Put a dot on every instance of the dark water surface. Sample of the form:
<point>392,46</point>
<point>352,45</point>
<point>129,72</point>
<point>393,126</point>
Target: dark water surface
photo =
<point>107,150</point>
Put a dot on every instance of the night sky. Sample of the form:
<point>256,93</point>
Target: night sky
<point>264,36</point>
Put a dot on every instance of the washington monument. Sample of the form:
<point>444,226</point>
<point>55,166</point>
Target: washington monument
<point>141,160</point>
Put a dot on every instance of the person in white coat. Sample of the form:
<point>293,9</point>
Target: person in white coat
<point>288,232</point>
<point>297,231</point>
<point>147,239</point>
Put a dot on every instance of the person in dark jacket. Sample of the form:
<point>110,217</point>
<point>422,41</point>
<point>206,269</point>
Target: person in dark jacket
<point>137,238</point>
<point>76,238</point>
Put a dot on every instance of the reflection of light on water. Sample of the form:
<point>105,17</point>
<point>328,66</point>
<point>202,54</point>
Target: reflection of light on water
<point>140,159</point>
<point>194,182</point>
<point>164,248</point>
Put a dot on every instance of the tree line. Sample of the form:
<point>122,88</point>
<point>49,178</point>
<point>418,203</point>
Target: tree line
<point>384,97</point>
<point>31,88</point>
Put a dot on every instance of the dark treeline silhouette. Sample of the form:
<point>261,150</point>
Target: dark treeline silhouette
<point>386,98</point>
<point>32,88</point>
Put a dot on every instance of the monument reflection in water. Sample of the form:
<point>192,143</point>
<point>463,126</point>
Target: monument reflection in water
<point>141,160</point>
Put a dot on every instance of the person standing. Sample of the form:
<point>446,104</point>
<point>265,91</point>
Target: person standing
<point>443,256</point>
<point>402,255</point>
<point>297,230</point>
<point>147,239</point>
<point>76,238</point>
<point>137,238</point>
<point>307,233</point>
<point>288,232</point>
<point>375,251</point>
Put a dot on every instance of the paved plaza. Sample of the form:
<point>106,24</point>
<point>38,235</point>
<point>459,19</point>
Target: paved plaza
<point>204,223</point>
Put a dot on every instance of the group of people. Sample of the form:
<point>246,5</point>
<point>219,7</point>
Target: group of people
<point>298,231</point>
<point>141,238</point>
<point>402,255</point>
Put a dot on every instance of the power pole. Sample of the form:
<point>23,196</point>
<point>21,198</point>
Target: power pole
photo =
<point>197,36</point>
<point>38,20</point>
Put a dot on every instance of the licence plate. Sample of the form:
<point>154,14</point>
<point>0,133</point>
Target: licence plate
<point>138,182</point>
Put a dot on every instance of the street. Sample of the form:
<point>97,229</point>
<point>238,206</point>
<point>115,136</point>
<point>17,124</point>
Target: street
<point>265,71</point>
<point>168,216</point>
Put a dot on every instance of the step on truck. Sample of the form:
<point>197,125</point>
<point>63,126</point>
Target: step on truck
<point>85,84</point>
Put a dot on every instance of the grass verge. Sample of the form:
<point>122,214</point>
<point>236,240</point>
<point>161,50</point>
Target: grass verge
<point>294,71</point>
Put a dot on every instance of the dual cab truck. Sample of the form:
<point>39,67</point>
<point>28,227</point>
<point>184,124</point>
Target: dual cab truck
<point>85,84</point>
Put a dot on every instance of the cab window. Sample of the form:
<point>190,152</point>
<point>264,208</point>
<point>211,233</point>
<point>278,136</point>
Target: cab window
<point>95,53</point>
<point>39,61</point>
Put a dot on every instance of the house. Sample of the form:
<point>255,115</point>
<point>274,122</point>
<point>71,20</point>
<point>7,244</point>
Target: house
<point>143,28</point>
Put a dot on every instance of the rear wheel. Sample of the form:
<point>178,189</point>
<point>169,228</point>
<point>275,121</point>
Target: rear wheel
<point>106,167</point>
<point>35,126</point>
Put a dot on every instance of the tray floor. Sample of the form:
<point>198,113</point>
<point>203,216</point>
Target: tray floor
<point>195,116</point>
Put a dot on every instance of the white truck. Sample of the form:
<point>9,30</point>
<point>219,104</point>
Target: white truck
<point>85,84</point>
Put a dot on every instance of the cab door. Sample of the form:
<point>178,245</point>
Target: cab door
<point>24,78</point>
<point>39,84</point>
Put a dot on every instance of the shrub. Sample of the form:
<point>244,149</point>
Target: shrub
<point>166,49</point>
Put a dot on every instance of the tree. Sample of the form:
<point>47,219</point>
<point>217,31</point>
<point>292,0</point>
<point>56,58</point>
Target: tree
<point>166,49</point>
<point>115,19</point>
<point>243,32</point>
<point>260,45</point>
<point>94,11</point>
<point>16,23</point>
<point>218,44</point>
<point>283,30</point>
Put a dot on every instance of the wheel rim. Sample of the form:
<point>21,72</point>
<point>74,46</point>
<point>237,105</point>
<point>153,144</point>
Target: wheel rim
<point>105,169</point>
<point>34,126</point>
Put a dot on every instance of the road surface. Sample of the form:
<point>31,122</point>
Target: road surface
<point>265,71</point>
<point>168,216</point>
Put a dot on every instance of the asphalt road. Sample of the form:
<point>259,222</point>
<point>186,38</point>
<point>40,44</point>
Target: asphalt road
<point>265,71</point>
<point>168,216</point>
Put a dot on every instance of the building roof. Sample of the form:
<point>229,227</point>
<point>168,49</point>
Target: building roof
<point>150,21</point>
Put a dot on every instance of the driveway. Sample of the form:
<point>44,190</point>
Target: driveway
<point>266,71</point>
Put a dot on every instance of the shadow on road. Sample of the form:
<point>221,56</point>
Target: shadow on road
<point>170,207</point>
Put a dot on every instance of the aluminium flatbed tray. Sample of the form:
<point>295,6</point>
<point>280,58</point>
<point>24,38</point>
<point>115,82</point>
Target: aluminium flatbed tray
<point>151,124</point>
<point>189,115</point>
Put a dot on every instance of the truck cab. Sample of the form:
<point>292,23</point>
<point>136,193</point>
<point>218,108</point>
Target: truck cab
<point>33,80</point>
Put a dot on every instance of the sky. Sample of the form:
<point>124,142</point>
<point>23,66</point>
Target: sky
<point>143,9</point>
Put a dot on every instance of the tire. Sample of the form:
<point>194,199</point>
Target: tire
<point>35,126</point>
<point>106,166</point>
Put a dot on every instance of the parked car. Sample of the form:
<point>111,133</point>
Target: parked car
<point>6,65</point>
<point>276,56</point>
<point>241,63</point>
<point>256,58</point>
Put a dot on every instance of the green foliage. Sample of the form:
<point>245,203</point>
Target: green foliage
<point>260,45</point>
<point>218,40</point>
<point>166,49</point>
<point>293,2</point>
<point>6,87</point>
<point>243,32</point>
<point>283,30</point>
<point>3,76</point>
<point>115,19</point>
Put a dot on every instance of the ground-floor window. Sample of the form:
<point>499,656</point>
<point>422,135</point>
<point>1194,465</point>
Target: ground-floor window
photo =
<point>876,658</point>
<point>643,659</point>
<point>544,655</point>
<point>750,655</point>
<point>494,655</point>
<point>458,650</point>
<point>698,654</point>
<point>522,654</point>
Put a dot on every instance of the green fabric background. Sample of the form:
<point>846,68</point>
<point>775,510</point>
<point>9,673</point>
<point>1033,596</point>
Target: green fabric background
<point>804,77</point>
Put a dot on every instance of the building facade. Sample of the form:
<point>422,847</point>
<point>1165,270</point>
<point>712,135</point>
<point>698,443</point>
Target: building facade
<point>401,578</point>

--

Return only the lines above that run from the opening line through the line containing "Put a dot on every instance of the night", exactly as written.

Put a dot on every instance of the dark water surface. Sample of the form:
<point>392,46</point>
<point>352,45</point>
<point>129,72</point>
<point>393,126</point>
Target: dark water surface
photo =
<point>107,150</point>
Put a dot on every instance of the night sky. Sample of the form:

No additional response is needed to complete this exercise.